---- Task data

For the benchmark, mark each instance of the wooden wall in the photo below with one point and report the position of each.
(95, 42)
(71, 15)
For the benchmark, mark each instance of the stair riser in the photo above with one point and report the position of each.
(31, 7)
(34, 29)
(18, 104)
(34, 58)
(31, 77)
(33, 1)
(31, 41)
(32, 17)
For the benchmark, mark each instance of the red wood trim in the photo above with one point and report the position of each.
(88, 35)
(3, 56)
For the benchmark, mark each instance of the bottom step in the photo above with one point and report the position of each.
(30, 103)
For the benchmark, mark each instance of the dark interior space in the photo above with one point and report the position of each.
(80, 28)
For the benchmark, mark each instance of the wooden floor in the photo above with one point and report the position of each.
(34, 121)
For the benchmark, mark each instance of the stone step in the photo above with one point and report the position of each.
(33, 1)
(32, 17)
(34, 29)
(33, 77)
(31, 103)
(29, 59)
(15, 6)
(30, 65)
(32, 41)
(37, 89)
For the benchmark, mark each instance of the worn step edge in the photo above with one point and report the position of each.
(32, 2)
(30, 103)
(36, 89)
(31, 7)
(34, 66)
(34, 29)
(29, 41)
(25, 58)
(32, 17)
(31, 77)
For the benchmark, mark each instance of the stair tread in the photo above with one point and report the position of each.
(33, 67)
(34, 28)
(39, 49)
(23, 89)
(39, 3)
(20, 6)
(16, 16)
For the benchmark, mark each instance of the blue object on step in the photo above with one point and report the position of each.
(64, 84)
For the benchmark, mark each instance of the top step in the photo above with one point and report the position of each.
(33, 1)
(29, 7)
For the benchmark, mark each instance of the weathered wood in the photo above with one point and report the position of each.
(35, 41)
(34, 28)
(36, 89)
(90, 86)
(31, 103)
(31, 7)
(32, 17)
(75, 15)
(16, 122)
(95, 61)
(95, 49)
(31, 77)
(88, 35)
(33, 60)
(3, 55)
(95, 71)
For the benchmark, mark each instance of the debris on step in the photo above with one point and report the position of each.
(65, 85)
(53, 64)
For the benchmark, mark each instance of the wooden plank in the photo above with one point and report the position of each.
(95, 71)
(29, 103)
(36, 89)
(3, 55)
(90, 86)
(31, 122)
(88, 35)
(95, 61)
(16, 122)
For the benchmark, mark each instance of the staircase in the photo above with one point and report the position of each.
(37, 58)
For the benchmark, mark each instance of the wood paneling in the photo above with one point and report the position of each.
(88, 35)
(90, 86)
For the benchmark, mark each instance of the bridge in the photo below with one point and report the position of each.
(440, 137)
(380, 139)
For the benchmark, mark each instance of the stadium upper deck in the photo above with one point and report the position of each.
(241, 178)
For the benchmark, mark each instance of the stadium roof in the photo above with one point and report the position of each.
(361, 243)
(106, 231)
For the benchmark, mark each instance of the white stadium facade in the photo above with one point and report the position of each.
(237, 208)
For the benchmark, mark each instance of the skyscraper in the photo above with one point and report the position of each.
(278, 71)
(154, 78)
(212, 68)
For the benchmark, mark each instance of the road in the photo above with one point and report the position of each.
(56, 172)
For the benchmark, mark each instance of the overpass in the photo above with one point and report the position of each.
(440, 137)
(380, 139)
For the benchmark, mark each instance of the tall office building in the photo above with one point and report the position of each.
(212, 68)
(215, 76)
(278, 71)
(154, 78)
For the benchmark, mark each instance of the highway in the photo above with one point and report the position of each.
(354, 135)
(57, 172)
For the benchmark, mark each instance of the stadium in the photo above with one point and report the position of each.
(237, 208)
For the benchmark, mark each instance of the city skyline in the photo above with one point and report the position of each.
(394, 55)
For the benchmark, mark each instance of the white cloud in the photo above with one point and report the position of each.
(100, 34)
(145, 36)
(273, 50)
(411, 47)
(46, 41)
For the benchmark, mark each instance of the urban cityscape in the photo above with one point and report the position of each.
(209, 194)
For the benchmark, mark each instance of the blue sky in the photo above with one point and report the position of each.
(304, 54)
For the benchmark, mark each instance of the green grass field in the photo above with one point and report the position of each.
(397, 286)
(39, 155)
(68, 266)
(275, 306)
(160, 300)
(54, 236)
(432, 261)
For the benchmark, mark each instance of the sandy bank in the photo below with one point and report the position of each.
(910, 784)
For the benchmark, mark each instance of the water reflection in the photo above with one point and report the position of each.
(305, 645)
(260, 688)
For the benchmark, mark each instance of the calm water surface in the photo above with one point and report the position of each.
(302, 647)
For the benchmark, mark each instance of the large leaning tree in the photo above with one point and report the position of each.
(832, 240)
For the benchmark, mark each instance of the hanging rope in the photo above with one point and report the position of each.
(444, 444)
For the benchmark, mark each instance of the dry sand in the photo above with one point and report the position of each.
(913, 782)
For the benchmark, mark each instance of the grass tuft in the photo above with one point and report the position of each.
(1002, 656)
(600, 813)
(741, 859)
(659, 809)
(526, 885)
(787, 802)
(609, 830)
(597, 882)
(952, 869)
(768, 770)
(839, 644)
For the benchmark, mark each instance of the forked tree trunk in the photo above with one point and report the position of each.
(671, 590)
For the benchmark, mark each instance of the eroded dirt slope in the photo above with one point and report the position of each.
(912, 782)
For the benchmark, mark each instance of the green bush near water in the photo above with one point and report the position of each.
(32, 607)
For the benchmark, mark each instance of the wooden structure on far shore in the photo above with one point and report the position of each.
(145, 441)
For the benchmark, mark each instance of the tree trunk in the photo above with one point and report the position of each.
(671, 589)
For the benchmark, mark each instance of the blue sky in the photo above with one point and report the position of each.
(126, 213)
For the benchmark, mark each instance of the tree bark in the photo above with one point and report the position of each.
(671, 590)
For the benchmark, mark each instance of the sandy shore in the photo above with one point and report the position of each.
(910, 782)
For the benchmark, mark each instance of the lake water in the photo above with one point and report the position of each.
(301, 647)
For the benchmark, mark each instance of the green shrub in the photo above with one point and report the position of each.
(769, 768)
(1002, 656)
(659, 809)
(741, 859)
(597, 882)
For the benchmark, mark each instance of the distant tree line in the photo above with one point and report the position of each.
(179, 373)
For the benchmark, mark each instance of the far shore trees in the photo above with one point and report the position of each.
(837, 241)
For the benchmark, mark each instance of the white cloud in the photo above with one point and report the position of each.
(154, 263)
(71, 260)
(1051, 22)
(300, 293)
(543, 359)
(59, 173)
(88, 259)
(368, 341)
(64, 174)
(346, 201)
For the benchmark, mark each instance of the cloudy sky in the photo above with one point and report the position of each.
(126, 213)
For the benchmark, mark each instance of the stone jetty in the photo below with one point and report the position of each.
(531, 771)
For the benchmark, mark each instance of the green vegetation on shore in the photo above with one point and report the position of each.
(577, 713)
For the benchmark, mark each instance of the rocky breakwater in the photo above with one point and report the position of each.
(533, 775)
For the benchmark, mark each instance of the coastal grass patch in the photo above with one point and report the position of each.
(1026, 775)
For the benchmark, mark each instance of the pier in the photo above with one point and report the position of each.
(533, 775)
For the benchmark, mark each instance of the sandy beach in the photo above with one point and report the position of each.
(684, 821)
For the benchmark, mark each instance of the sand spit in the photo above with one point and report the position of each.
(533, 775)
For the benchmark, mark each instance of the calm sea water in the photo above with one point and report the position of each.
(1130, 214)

--------

*Brief*
Reproduce all of the records exactly.

*The completed task*
For the benchmark, mark each instance of the wooden wall in the photo below with one point and report the position of each.
(95, 42)
(71, 15)
For the benchmark, mark each instance of the stair riser in the photo above with one point and report the position of each.
(31, 7)
(34, 29)
(18, 104)
(34, 58)
(31, 77)
(33, 1)
(31, 41)
(32, 17)
For the benchmark, mark each instance of the red wood trim in the photo above with one point and report the position of each.
(88, 35)
(3, 56)
For the benchmark, mark each instance of the bottom step in the photo above with one point and report the position of each.
(30, 103)
For the benchmark, mark each instance of the dark interior space in the photo above with one point and report the position of each.
(80, 28)
For the benchmark, mark each instance of the wooden floor in the photo above with one point and report the position of each.
(34, 121)
For the benchmark, mark each instance of the stone step in the photo above with one point and report the position of each.
(33, 1)
(32, 17)
(34, 29)
(33, 77)
(31, 103)
(29, 59)
(15, 6)
(30, 65)
(32, 41)
(37, 89)
For the benchmark, mark each instance of the worn step edge in the photo above with one point and report the position of each.
(32, 2)
(30, 103)
(36, 89)
(31, 7)
(34, 66)
(34, 29)
(29, 41)
(25, 58)
(32, 17)
(31, 77)
For the benchmark, mark each instance of the stair tread in the photo above with one point and report the position of each.
(33, 67)
(34, 28)
(39, 49)
(23, 89)
(39, 3)
(20, 6)
(16, 16)
For the benchmark, mark each instance of the blue object on step in the photo above with one point and report the position of each.
(64, 84)
For the benchmark, mark each instance of the top step in the photo above with one point and report the position of each.
(33, 1)
(29, 7)
For the benchmark, mark each instance of the weathered wood in the photo above with one point and report the position of each.
(35, 41)
(34, 28)
(36, 89)
(90, 86)
(31, 103)
(31, 7)
(32, 17)
(75, 15)
(16, 122)
(95, 61)
(95, 49)
(31, 77)
(88, 35)
(33, 60)
(3, 55)
(95, 71)
For the benchmark, mark each instance of the debris on step in the photo above with one point and report the position of each.
(65, 85)
(53, 64)
For the benchmark, mark each instance of the wooden plank in the photo above with one point and report the position of each.
(95, 71)
(29, 103)
(36, 89)
(3, 55)
(90, 86)
(31, 122)
(88, 35)
(95, 61)
(16, 122)
For the benchmark, mark each instance of the staircase in the photo above with one point and report the position of each.
(37, 58)
For the benchmark, mark each instance of the wood paneling in the photo above with one point and report the position of each.
(88, 35)
(90, 86)
For the benchmark, mark each instance of the bridge in the photo below with one point and report the position of each.
(440, 137)
(380, 139)
For the benchmark, mark each instance of the stadium upper deck in the photo above with one point and report the position of each.
(241, 178)
For the benchmark, mark each instance of the stadium roof in the photo above with one point and report the position of each.
(361, 243)
(106, 231)
For the benchmark, mark each instance of the white stadium facade in the photo above with one point and report the position of each.
(237, 208)
For the benchmark, mark each instance of the skyscraper in the photo above with one point and report the position of each.
(278, 71)
(154, 78)
(212, 68)
For the benchmark, mark each instance of the road in the photo above with one point and report the position of each.
(56, 172)
For the benchmark, mark each instance of the overpass in the photo above with one point and report the position of each.
(440, 137)
(380, 139)
For the benchmark, mark each instance of the tall office building in the photo above with one point and report the position of each.
(212, 68)
(215, 76)
(278, 71)
(154, 78)
For the benchmark, mark each instance of the highway in the photo above with one point and report the position of each.
(354, 135)
(57, 172)
For the benchmark, mark each instance of the stadium in the photo above with one point and report the position of each.
(237, 208)
For the benchmark, mark each instance of the city skyline in the photo above with one point and report the position of each.
(394, 55)
For the benchmark, mark each instance of the white cloud in the photo above with one point and report the position of each.
(100, 34)
(145, 36)
(273, 50)
(411, 47)
(46, 41)
For the benchmark, mark each instance of the urban cityscape in the photo above with one point and report the position of each.
(209, 194)
For the benchmark, mark each instance of the blue sky in the photo above with one point and report the position of each.
(304, 54)
For the benchmark, mark each instance of the green grass field in the photo above with one point and report the position of each.
(397, 286)
(39, 155)
(68, 266)
(275, 306)
(160, 300)
(54, 236)
(432, 261)
For the benchmark, mark each instance of the sandy bank in the photo below with one point and report the position of each.
(910, 784)
For the benchmark, mark each instance of the water reflection in the photo above with one point and report the position of each.
(305, 645)
(260, 688)
For the benchmark, mark each instance of the calm water surface in the photo above with one point and report the position of each.
(302, 647)
For the benchmark, mark each instance of the large leaning tree in the photo above with one point and report the position of each.
(832, 240)
For the benchmark, mark each instance of the hanging rope in the photo above with one point and report the position of each.
(444, 444)
For the benchmark, mark each instance of the dry sand in the photo above with one point and report the position of each.
(913, 782)
For the benchmark, mark each instance of the grass tuft in the photo above with one point and report the position of each.
(1002, 656)
(600, 813)
(741, 859)
(659, 809)
(526, 885)
(787, 802)
(609, 830)
(597, 882)
(952, 869)
(768, 770)
(839, 644)
For the benchmark, mark each instance of the forked tree trunk in the photo above with one point and report the position of each.
(671, 590)
For the benchmark, mark each instance of the eroded dirt slope in the photo above with one point and report the position of each.
(912, 782)
For the benchmark, mark each instance of the green bush near water in the photo above with one point and report the position of each.
(32, 607)
For the benchmark, mark each instance of the wooden structure on far shore in the photo above with one point and report the position of each.
(145, 441)
For the benchmark, mark each instance of the tree trunk in the photo above with one point and report the position of each.
(671, 589)
For the benchmark, mark each instance of the blue sky in the photo above with one point and report the position of each.
(126, 213)
For the benchmark, mark each instance of the tree bark in the photo above with one point and report the position of each.
(671, 590)
For the benchmark, mark each instance of the sandy shore in the photo above with one point and report the position of each.
(910, 782)
For the benchmark, mark each instance of the lake water in the photo above with one point and report the position of each.
(301, 647)
For the benchmark, mark each instance of the green shrub in the photo above with one point and report the position of each.
(769, 768)
(1002, 656)
(659, 809)
(741, 859)
(597, 882)
For the benchmark, mark each instance of the distant tree line in the photo above with one point and report the position of each.
(179, 373)
For the benchmark, mark each instance of the far shore trees in the photo above with one point and report the position of each.
(837, 241)
For the benchmark, mark each instance of the white cloud in the photo above with one point and report the position of each.
(154, 263)
(71, 260)
(1051, 22)
(300, 293)
(543, 359)
(59, 173)
(88, 259)
(368, 341)
(64, 174)
(346, 201)
For the benchmark, mark each instance of the cloudy sky in the photo above with one point and report the position of each.
(126, 213)
For the benchmark, mark each instance of the stone jetty in the photo below with one point and report the position of each.
(531, 771)
For the benchmark, mark each instance of the green vegetation on shore in the photo above with one point and report the position of each.
(577, 713)
For the benchmark, mark each instance of the rocky breakwater in the photo above with one point and report the position of each.
(533, 775)
For the benchmark, mark each instance of the coastal grass patch in the photo above with one point and report the position of each.
(1026, 775)
For the benchmark, mark each instance of the pier in the photo above with one point and report the position of each.
(533, 775)
For the benchmark, mark each instance of the sandy beach in the photo above with one point and report the position of each.
(684, 821)
For the benchmark, mark each instance of the sand spit in the photo above with one point and report the position of each.
(533, 775)
For the benchmark, mark each instance of the calm sea water in the photo above with one point and report the position of each.
(1130, 214)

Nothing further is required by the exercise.